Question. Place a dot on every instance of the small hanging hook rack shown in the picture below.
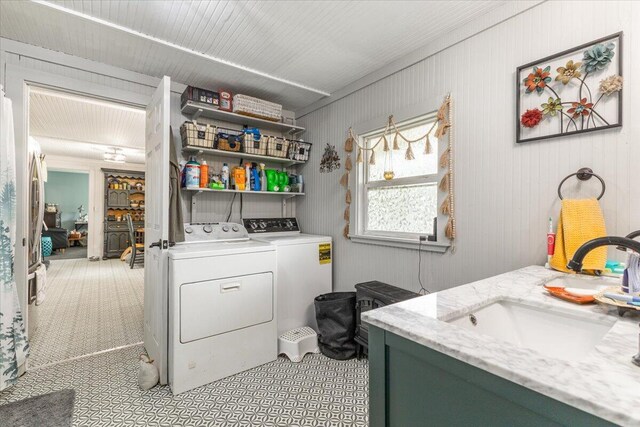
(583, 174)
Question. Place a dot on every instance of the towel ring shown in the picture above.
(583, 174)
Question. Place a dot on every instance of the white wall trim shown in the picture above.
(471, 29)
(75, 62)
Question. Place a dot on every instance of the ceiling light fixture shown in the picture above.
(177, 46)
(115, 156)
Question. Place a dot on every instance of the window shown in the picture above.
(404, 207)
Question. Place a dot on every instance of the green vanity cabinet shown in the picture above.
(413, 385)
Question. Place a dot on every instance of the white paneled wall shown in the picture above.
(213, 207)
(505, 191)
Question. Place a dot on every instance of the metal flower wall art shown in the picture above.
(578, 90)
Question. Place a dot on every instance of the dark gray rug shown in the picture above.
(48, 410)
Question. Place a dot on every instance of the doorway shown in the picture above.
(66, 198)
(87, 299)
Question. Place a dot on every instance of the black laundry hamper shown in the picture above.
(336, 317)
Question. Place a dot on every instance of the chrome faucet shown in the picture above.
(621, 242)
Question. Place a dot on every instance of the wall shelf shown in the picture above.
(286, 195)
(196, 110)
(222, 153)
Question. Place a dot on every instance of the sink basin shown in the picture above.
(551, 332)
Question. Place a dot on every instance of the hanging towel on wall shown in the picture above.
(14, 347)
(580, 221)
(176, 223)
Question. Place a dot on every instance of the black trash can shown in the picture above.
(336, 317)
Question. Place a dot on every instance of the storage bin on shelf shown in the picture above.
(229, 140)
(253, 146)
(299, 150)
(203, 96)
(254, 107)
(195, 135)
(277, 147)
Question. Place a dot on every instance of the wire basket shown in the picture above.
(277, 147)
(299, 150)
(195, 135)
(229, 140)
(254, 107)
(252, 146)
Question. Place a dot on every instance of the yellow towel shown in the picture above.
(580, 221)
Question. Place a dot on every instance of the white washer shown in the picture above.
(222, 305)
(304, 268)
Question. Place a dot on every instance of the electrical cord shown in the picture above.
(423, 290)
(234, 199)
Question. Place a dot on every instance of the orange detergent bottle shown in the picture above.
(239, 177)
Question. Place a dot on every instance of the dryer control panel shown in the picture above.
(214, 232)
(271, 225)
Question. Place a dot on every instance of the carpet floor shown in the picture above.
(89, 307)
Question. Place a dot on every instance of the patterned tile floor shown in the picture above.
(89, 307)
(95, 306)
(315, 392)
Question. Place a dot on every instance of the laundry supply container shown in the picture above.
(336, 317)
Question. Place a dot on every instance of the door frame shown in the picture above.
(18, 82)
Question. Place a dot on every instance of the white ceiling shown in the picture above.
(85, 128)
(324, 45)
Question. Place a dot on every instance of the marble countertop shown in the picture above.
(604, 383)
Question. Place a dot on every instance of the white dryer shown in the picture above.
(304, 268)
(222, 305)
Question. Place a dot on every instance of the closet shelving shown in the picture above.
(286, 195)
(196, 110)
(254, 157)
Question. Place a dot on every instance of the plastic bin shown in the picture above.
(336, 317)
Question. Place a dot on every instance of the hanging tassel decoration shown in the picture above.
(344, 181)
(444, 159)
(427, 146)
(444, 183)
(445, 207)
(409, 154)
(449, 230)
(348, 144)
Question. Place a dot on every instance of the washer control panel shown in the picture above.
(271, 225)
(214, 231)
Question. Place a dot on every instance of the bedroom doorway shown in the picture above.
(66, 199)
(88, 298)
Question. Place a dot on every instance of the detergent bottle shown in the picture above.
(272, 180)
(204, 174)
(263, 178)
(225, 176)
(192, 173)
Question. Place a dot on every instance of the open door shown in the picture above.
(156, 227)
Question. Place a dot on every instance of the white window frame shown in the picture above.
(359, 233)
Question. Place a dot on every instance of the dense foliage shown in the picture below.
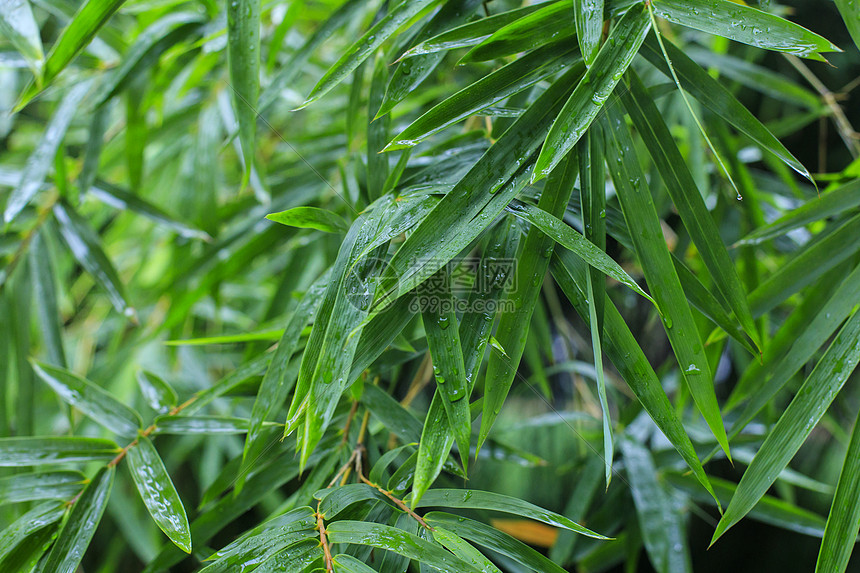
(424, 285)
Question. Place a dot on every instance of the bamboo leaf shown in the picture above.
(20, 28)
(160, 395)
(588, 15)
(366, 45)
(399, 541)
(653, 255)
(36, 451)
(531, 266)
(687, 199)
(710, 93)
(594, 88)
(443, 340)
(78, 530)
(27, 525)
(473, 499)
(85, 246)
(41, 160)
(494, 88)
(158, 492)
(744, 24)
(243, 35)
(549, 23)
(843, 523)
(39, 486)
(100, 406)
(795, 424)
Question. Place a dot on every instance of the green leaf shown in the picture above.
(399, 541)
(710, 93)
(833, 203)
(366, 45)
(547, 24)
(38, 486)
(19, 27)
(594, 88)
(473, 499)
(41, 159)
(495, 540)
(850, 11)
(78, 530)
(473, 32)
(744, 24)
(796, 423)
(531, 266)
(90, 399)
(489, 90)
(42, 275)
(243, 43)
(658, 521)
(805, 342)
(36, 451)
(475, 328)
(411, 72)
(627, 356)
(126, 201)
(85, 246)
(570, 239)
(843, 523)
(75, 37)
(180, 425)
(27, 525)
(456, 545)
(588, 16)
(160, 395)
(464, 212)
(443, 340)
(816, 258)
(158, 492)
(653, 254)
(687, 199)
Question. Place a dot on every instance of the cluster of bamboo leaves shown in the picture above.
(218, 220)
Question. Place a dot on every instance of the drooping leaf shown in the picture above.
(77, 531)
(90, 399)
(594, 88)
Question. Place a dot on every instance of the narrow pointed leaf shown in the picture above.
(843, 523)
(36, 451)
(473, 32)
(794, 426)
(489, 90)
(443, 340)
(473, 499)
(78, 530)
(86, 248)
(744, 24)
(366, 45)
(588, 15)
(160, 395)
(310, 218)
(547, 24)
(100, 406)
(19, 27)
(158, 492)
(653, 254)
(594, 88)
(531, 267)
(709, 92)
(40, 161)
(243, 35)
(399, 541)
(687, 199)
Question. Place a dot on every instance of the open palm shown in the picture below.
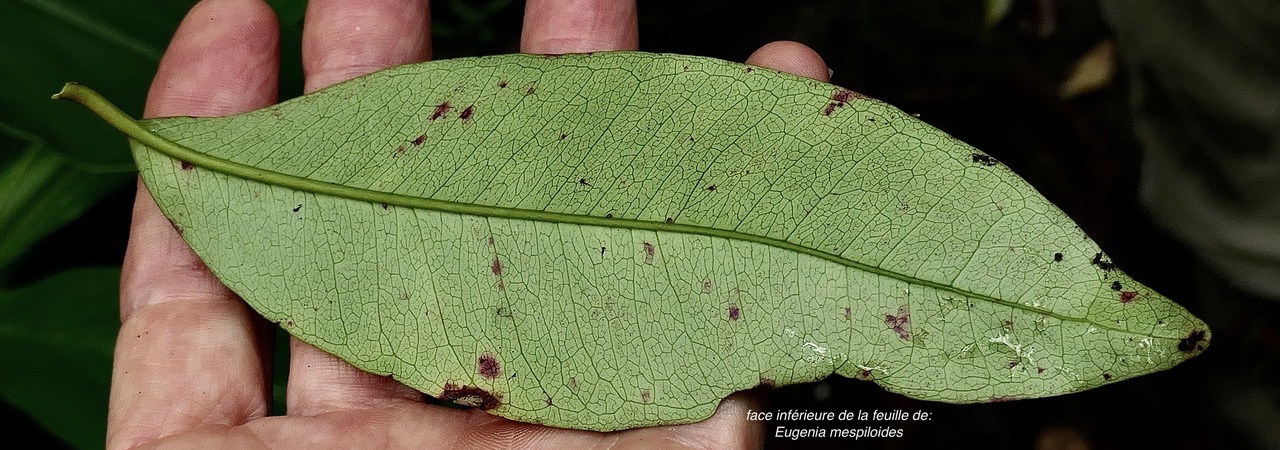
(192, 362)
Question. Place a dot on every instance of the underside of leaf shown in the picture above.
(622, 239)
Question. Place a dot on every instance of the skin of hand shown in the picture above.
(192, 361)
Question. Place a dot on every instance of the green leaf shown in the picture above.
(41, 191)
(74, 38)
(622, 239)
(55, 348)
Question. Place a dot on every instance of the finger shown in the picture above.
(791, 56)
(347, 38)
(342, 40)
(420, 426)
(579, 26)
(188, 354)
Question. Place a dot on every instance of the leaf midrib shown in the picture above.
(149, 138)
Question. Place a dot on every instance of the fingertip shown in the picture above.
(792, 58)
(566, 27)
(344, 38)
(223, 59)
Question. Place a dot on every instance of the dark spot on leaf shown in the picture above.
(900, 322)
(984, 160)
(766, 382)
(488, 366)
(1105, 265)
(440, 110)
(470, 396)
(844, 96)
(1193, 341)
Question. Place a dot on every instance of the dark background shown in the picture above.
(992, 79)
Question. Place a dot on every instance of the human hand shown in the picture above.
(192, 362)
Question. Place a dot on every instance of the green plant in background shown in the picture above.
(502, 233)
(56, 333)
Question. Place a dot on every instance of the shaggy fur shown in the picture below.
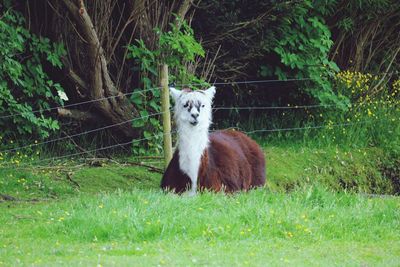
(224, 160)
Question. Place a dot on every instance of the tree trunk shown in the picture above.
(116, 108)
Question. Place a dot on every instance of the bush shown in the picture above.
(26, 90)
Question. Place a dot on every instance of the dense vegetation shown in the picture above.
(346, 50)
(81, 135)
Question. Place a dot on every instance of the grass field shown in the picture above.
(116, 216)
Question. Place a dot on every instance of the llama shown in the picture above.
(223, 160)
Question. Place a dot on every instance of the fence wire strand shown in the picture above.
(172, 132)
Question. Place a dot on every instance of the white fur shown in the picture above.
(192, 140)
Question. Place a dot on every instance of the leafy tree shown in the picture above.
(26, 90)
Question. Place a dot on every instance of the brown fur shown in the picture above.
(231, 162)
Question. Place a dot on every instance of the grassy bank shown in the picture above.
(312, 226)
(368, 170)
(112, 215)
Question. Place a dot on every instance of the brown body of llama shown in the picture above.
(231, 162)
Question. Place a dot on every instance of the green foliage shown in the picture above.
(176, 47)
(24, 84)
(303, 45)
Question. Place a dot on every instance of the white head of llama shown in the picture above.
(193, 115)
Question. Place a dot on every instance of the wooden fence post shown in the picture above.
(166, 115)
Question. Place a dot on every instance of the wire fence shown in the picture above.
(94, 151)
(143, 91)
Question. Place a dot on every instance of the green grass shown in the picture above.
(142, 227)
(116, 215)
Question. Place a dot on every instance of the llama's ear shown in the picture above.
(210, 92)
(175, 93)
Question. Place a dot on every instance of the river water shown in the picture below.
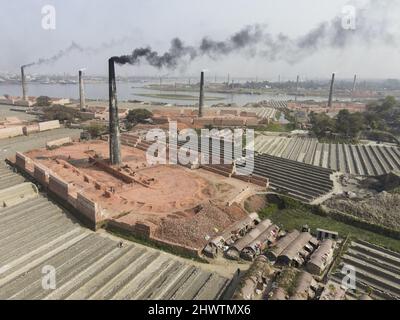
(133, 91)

☆ ☆ ☆

→ What to do: Please repeat, exactly as written, only the lines from the line with "Question. Place a dot on every instance of the llama's" to the end of the data, leaving out every picture.

→ Exercise result:
Question. Place a dot on every instance of the llama's ear shown in the picture above.
(210, 92)
(175, 93)
Question. Place a dot on every instance of the river water shown in the picture below.
(133, 91)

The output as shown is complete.